__The exercise__. Update the material below by replacing "white cloud" with "gray cloud" and keeping everything else unchanged.
↓
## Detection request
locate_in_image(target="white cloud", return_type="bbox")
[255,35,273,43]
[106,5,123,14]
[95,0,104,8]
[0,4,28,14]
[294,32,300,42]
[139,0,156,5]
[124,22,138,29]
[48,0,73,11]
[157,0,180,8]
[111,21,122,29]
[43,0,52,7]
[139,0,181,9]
↑
__Response__.
## Detection request
locate_in_image(target="gray cloud", return_type="bbox")
[255,35,273,43]
[106,5,123,14]
[95,0,104,8]
[0,4,28,14]
[294,32,300,42]
[139,0,156,5]
[124,22,138,29]
[48,0,73,11]
[157,0,180,8]
[111,21,122,29]
[43,0,52,7]
[139,0,181,9]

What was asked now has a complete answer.